Extrait du texte:
____________

En analysant leurs perfs individuelles d’une part et, d’autre part, en les aidants à mieux connaître leurs coéquipiers. Avec Idrissa Gueye à Lille l’an dernier, on a fait de la vidéo autour de grandes questions comme « tes partenaires qui sont-ils ? » et on a étudié le comportement en animation offensive de top players évoluant au même poste. Et ça a été une réussite parce qu’il a fini par marquer 4 buts.
À un moment donné, Idrissa, dans sa tête, ça allait trop vite. Le but de mon intervention était qu’il arrive à prendre la meilleure décision en une fraction de seconde, en fonction des partenaires et des adversaires. Avec Idrissa, on a aussi observé, entre autres, un international comme Blaise Matuidi en nous demandant : qu’a fait Matuidi pour progresser et comment exister dans l’animation offensive du Paris SG.
Quels sont les facteurs de réussite d’une telle méthode ?
Tout dépend de deux facteurs : la complicité et le relationnel d’une part, l’implication des joueurs sur la durée d’autre part. Certains vont être à fond au début puis après, pendant des mois, ils se laissent aller. Je n’ai pas la science infuse, mais dans un premier temps je dois faire prendre conscience au joueur que la réussite va de pair avec l’investissement et l’exigence qu’ils vont s’imposer. Et dans un second temps, je dois les pousser à se dépasser constamment.

____________

(Annotations par points sur des images)
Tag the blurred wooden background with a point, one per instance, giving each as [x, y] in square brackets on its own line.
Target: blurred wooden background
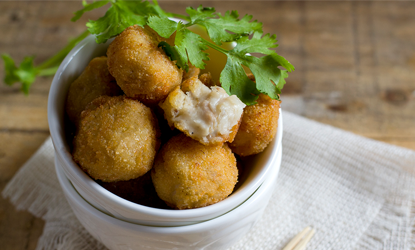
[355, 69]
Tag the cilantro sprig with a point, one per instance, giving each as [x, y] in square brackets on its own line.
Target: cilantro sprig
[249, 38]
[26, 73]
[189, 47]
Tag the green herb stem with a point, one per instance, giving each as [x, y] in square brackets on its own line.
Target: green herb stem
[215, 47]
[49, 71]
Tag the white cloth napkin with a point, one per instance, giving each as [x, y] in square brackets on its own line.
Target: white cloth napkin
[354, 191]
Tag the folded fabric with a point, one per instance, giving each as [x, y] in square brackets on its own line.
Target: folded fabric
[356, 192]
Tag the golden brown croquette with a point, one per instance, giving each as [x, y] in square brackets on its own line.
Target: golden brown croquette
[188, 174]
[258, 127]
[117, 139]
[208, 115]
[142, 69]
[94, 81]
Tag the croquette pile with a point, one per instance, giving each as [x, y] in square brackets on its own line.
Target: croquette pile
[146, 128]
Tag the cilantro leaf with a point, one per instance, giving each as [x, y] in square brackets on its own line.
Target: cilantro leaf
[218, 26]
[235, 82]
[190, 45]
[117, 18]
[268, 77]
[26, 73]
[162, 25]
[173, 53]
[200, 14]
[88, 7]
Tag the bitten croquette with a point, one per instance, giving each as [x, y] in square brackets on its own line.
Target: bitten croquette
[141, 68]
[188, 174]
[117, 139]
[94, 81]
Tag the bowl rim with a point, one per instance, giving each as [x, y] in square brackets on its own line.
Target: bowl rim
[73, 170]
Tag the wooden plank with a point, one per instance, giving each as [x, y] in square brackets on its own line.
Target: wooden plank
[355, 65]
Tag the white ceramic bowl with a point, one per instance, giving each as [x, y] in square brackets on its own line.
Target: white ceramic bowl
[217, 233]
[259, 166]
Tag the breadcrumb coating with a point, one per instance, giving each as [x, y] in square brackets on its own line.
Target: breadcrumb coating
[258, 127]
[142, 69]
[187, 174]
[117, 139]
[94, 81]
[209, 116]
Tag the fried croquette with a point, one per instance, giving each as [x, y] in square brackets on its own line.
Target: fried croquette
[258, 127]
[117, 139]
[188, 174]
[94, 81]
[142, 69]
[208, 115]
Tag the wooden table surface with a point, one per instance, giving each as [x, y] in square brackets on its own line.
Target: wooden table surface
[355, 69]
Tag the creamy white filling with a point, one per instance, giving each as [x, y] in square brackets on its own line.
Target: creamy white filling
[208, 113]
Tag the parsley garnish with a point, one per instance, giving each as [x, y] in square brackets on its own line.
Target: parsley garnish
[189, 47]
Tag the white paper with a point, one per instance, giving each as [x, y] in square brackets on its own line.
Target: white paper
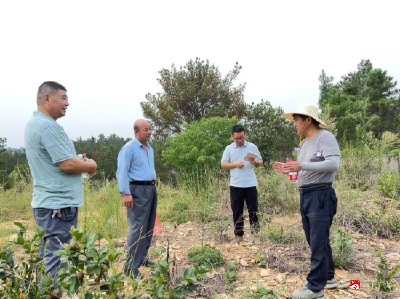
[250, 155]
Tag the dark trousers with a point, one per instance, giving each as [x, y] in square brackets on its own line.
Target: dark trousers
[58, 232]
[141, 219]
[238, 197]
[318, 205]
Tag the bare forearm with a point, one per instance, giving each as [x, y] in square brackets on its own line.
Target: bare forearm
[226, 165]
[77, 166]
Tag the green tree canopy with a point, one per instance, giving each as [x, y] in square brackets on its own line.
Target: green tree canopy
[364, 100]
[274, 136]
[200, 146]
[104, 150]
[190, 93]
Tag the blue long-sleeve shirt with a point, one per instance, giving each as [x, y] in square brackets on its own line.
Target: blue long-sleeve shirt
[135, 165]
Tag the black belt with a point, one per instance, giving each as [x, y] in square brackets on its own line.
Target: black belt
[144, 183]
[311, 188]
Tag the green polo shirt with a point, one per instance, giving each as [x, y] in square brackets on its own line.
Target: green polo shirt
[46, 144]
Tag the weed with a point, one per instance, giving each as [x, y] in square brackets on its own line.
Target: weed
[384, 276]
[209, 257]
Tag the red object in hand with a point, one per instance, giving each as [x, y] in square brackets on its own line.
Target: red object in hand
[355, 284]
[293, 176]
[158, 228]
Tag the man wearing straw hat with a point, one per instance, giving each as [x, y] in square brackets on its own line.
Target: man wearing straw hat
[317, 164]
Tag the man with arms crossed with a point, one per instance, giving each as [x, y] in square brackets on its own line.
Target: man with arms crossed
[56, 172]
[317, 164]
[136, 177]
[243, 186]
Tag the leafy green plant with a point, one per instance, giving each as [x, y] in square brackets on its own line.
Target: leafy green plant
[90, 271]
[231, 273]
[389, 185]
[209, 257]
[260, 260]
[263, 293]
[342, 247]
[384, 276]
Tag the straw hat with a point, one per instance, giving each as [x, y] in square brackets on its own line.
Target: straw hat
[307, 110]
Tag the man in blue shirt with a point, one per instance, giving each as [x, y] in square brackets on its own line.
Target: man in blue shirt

____________

Consigne écrite A: Dressez la liste de tous les noms propres qui apparaissent dans l'extrait sur l'accompagnement des footballeurs, en citant une seule fois chacun d'eux.
Consigne écrite B: Rassemblez chaque ligne des enregistrements qui contient le mot « tree ».

Solution A: Idrissa Gueye, Lille, Blaise Matuidi, Paris SG

Solution B:
Tag the green tree canopy with a point, one per instance, giving each as [x, y] in square brackets on its own line.
Target: green tree canopy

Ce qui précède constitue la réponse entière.